*Exercise directions*
Without changing anything, reproduce every record below.

━━━━━ Supplied entries ━━━━━

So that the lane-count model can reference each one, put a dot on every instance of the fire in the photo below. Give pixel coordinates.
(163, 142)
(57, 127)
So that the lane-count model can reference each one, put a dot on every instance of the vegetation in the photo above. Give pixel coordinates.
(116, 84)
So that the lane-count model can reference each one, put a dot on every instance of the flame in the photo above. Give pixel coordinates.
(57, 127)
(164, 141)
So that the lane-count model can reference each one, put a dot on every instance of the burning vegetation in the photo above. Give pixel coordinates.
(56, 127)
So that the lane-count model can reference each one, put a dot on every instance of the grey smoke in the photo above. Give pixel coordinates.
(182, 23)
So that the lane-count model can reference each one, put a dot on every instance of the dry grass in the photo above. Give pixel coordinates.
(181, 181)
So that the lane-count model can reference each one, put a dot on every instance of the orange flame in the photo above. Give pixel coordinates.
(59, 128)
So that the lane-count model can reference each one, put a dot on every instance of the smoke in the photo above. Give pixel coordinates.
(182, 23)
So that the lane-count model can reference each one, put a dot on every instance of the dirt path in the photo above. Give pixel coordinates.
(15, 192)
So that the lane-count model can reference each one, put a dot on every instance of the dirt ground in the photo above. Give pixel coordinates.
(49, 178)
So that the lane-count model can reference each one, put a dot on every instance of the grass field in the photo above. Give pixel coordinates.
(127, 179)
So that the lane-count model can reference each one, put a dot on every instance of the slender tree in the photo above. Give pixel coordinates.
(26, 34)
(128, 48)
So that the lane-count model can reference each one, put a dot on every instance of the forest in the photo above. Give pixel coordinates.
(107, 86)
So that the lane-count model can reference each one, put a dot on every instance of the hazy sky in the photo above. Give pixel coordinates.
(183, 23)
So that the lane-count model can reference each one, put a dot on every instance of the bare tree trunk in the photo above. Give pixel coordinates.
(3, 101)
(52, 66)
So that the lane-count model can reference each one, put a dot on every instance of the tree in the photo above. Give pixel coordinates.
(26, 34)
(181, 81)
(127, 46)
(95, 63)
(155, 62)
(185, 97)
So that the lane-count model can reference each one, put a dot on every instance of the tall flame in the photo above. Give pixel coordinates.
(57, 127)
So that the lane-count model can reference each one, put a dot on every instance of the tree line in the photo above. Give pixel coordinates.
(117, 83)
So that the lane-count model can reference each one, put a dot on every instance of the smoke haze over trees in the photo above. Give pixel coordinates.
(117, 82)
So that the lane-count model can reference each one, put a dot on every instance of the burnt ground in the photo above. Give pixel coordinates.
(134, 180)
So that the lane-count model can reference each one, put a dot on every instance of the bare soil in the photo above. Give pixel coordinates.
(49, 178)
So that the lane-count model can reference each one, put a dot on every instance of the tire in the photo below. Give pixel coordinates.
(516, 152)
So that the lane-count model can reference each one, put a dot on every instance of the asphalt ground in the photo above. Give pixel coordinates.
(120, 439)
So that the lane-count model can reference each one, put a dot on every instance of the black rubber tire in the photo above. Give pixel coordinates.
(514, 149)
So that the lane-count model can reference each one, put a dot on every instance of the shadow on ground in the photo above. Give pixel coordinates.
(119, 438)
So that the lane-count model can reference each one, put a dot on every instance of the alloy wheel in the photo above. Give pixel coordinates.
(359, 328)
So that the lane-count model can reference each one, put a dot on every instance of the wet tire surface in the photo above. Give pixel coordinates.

━━━━━

*Reply*
So that the lane-count model can reference each one, put a dot on every instance of the fire in the photo below. Give pixel coordinates.
(163, 142)
(57, 127)
So that the lane-count model can reference each one, put a dot on every instance of the vegetation in the photo above. Give pixel coordinates.
(116, 84)
So that the lane-count model can reference each one, put a dot on every instance of the flame in the photo above. Give pixel coordinates.
(57, 127)
(164, 141)
So that the lane-count model can reference each one, put a dot on every instance of the burning vegetation in the photo above. Give pixel coordinates.
(56, 127)
So that the lane-count model can reference each one, put a dot on every instance of the grey smoke in the photo above. Give pixel coordinates.
(182, 23)
So that the lane-count model can reference each one, put a dot on every instance of the dry grass in the photo above. Give pixel coordinates.
(181, 181)
So that the lane-count model can reference each one, put a dot on every instance of the orange flame in the photo above. Give pixel coordinates.
(59, 128)
So that the lane-count model can reference each one, put a dot on every instance of the smoke in the photo above. Give pixel coordinates.
(182, 23)
So that the lane-count model can reference each one, put a dot on every instance of the dirt path in the photo above. Give pixel coordinates.
(15, 192)
So that the lane-count model can reference each one, put a dot on every instance of the dirt ground in the photo above. Give pixel coordinates.
(49, 178)
So that the lane-count model can reference each one, put a dot on every instance of the grass field in the photo above. Give pixel coordinates.
(127, 179)
So that the lane-count model can reference each one, put a dot on every instance of the slender tree in the photo above. Give pixel coordinates.
(26, 34)
(128, 48)
So that the lane-count model can reference each one, put a dot on every instance of the forest in the photo above. Give pixel coordinates.
(107, 86)
So that the lane-count model can reference each one, put a dot on every instance of the hazy sky in the photo above. Give pixel coordinates.
(183, 23)
So that the lane-count model can reference each one, put a dot on every instance of the bare tree trunk in the photo above. Give pixel coordinates.
(3, 101)
(52, 66)
So that the lane-count model can reference each one, put a dot on every instance of the tree in the photo above. Give pixel coordinates.
(26, 34)
(181, 81)
(127, 46)
(95, 63)
(155, 62)
(185, 97)
So that the lane-count model can reference each one, put a dot on every instance of the tall flame in the photo above. Give pixel coordinates.
(57, 127)
So that the lane-count model can reference each one, put a dot on every instance of the tree line in the photo above. Give pixel coordinates.
(117, 83)
So that the lane-count model can reference each one, put a dot on every instance of the smoke haze over trees in the photo above. Give pixel coordinates.
(117, 82)
So that the lane-count model can reference each one, put a dot on every instance of the burnt ground in the photo above. Give pixel coordinates.
(134, 180)
So that the lane-count model can reference each one, put a dot on every instance of the bare soil in the photo above. Give pixel coordinates.
(49, 178)
So that the lane-count model can reference each one, put a dot on every instance of the tire in the photo below. Give pixel coordinates.
(516, 152)
So that the lane-count model can reference each one, put a dot on every instance of the asphalt ground in the photo above. Give pixel coordinates.
(120, 439)
So that the lane-count model can reference each one, put a dot on every instance of the black rubber tire in the photo above. Give pixel coordinates.
(514, 149)
So that the lane-count model can reference each one, put a dot on every instance of the shadow on ground in the photo above. Give pixel coordinates.
(119, 438)
So that the lane-count model can reference each one, put a dot on every instance of the alloy wheel in the photo above. Give pixel coordinates.
(359, 328)
So that the lane-count model can reference each one, put a dot on every instance of the wet tire surface in the photo above. Give pixel coordinates.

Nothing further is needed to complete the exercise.